_DOCUMENT_
Ten minutes with Skull & Bones is all you need to realise it’s an entirely different beast than Sea of Thieves. Sure, the two titles share a lot in common – mainly, everything to do with being a pirate – but the way in which you go about it all is grossly different. In Sea of Thieves, you’re the pirate. In Skull & Bones, you’re the pirate ship.

This means all the fiddling minutia required in Sea of Thieves is nowhere to be seen in Ubisoft Singapore’s upcoming title. You’ve got guns everywhere; you just need to swing your right-stick around use the cannons you want and then the left stick to aim accordingly.  You don’t need to worry about raising, lowering and moving your sails – you simply aim and steer, keeping an eye on the winds and avoiding a course that would take you head-on. If your ship is taking damage, all you need to do is press a button to whip out a repair kit and you’re good to go.

Put plainly, Skull & Bones is Sea of Thieves but with way more of the fun bits and far less of the monotonous ones.

I tried to get a reaction from Skull & Bones’ Game Director, Bill Money, with just that observation, but he countered with an exceptional poker face.

“It’s very difficult to make a new game and we have a lot of respect for the guys at Rare but we were making our game from the start,” he said in reply. “Last year we showed a game mode called Loot Hunt… which is a five-on-five team-based game. But the Hunting Grounds was always something we were developing. We didn’t want to talk too much about it last year because it wasn’t ready.”

Hunting Grounds was certainly ready this year, a PvPvE experience that lets you do as you’d like. A series of journalists set out on the high seas with one simple objective: hunt down an NPC bounty ship. After selecting one of three unique ships, journalists could focus on the NPC enemies that littered the ocean or instead choose to turn to fellow players. On that front, friend requests could be sent out to group up and tackle challenges… or thrown to the wind, sparking spontaneous PvP battles.

The utterly chaotic mode is a great representation of what Skull & Bones is aiming to present to players.

(Location identification entries)
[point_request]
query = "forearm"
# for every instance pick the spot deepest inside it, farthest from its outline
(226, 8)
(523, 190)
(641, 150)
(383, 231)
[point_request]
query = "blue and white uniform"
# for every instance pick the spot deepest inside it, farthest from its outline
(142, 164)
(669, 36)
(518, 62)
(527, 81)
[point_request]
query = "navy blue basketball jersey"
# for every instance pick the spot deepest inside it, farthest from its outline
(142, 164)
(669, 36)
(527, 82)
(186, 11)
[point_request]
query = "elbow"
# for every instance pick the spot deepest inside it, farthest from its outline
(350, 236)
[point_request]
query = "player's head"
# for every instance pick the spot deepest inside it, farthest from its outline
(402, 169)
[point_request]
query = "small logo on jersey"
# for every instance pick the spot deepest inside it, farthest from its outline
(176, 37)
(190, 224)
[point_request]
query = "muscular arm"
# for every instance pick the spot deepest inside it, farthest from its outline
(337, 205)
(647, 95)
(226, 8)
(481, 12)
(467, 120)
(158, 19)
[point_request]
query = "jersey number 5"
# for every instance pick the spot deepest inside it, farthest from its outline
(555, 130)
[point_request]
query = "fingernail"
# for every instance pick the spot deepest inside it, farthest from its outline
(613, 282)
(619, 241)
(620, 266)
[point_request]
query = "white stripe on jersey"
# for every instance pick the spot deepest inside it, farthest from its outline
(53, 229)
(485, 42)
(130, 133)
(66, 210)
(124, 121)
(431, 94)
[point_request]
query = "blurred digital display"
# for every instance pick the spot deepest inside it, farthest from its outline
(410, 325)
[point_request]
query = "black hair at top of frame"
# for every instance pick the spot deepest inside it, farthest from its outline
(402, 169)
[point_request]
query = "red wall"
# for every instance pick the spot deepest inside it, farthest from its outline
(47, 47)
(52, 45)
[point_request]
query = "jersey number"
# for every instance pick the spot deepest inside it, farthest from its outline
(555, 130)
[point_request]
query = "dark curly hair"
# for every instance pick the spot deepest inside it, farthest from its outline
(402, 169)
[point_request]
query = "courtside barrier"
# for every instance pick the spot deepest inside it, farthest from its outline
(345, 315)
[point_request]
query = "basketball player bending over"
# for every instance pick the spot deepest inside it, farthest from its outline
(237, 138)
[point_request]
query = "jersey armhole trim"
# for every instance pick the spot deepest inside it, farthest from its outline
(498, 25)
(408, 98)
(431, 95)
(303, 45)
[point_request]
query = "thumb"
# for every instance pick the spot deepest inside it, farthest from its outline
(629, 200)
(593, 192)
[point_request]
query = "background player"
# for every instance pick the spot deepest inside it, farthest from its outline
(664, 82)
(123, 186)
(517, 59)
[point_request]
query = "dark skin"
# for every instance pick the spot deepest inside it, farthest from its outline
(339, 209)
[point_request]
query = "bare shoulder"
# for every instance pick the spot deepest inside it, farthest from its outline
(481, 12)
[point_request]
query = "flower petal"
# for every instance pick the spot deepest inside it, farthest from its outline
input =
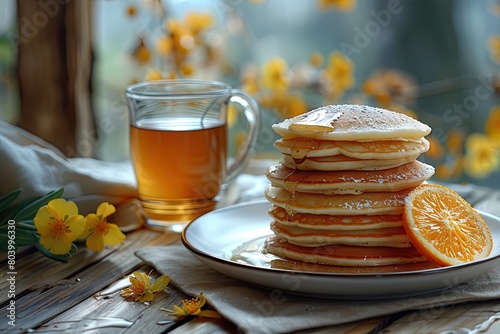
(146, 297)
(105, 209)
(76, 226)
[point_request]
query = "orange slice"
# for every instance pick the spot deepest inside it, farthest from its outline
(444, 227)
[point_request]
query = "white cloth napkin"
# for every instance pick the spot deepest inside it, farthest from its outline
(30, 163)
(257, 310)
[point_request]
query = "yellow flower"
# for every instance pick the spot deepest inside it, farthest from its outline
(192, 307)
(482, 157)
(141, 290)
(275, 75)
(338, 75)
(494, 45)
(341, 5)
(59, 224)
(492, 126)
(142, 53)
(164, 45)
(153, 74)
(455, 142)
(99, 231)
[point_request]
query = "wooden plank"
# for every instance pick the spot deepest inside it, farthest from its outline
(69, 291)
(102, 313)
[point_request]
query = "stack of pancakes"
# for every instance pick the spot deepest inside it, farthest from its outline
(337, 196)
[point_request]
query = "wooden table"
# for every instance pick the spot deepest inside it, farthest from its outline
(77, 296)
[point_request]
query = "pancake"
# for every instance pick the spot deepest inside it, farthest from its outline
(343, 255)
(389, 237)
(341, 162)
(350, 182)
(300, 148)
(329, 222)
(323, 268)
(390, 203)
(352, 123)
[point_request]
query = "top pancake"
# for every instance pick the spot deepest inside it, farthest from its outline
(352, 123)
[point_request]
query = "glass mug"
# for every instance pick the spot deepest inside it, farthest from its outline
(178, 146)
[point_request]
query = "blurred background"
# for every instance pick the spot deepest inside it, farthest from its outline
(64, 66)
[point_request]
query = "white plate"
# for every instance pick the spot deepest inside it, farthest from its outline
(216, 237)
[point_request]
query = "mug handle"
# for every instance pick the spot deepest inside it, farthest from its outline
(245, 152)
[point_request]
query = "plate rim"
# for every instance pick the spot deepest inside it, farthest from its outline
(381, 275)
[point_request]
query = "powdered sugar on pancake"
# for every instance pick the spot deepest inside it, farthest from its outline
(352, 122)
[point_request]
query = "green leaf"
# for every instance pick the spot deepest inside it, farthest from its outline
(20, 237)
(4, 243)
(62, 258)
(30, 211)
(26, 225)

_REQUESTS_
- a) Answer these questions using the Skull & Bones preview:
(i) Who is named as the Game Director of Skull & Bones?
(ii) What game mode was shown the previous year?
(iii) In Hunting Grounds, what objective did the journalists set out with?
- b) Copy word for word the passage of the Skull & Bones preview from "Ten minutes with" up to and including "the pirate ship.".

_TASK-BY-TASK ANSWERS_
- a)
(i) Bill Money
(ii) Loot Hunt, a five-on-five team-based game
(iii) To hunt down an NPC bounty ship

- b)
Ten minutes with Skull & Bones is all you need to realise it’s an entirely different beast than Sea of Thieves. Sure, the two titles share a lot in common – mainly, everything to do with being a pirate – but the way in which you go about it all is grossly different. In Sea of Thieves, you’re the pirate. In Skull & Bones, you’re the pirate ship.